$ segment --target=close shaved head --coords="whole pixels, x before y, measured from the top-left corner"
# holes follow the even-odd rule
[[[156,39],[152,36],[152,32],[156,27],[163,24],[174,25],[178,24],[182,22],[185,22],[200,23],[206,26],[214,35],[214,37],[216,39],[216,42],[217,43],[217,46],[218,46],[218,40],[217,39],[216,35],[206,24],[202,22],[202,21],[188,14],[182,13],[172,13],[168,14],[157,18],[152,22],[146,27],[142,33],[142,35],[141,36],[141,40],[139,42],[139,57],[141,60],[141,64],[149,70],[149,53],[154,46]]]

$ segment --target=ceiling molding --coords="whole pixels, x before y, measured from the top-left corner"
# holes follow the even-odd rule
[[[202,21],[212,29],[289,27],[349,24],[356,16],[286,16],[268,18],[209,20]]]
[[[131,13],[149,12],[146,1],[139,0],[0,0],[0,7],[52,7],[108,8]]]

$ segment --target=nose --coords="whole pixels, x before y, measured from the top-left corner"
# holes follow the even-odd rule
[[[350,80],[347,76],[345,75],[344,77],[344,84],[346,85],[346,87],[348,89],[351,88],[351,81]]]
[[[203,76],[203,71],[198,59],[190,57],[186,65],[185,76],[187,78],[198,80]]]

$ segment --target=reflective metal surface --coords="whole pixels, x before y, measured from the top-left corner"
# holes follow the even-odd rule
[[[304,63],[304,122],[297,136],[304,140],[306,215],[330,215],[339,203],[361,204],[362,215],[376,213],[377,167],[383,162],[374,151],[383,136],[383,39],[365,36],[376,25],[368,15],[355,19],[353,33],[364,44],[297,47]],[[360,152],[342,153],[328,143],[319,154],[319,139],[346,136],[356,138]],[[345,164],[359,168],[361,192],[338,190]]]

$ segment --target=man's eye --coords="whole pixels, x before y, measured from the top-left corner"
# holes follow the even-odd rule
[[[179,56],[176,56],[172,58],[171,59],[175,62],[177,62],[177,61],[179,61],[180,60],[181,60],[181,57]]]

=======

▸ **What to produce**: Put every line of the records above into a numbered list, leaving out the blank lines.

▸ **Full response**:
1. $ segment --target=close shaved head --coords="whole pixels, x before y, measured from the top-left corner"
2. # holes follow the even-odd rule
3. [[[156,39],[152,36],[152,32],[156,27],[163,24],[174,25],[178,24],[182,22],[185,22],[200,23],[206,26],[214,35],[214,37],[216,39],[216,42],[217,43],[217,46],[218,46],[218,40],[217,39],[216,35],[206,24],[202,22],[202,21],[188,14],[182,13],[172,13],[168,14],[157,18],[152,22],[146,27],[142,33],[142,35],[141,36],[141,40],[139,42],[139,57],[141,60],[141,64],[149,70],[149,53],[154,46]]]
4. $ segment --target=ceiling molding --coords="whole pixels, x before y, measured from the top-left corner"
5. # holes follow the even-odd rule
6. [[[202,21],[212,29],[289,27],[349,24],[356,16],[286,16],[268,18],[209,20]]]
7. [[[131,13],[149,12],[146,1],[139,0],[0,0],[0,7],[52,7],[108,8]]]
8. $ segment --target=nose --coords="whole pixels, x before y, measured from the top-left corner"
9. # holes follow the even-odd rule
10. [[[350,80],[347,76],[345,75],[344,77],[344,84],[346,85],[346,87],[348,89],[351,88],[351,81]]]
11. [[[203,76],[203,71],[198,59],[190,57],[186,65],[185,76],[187,78],[198,80]]]
12. $ segment --target=reflective metal surface --coords="whole pixels, x before y, measured from the top-left corner"
13. # holes follow the even-odd rule
14. [[[304,63],[304,122],[297,136],[304,140],[306,215],[330,215],[339,203],[361,204],[362,215],[376,213],[377,167],[383,162],[374,151],[383,136],[383,39],[365,36],[376,25],[368,15],[355,19],[353,33],[364,44],[297,47]],[[360,152],[342,153],[328,143],[319,154],[319,139],[346,136],[356,138]],[[345,164],[359,168],[361,192],[338,190]]]
15. $ segment --target=man's eye --coords="whole pixels, x before y, measured from the top-left corner"
16. # holes follow the even-odd rule
17. [[[179,56],[176,56],[172,58],[171,59],[175,62],[177,62],[177,61],[179,61],[180,60],[181,60],[181,57]]]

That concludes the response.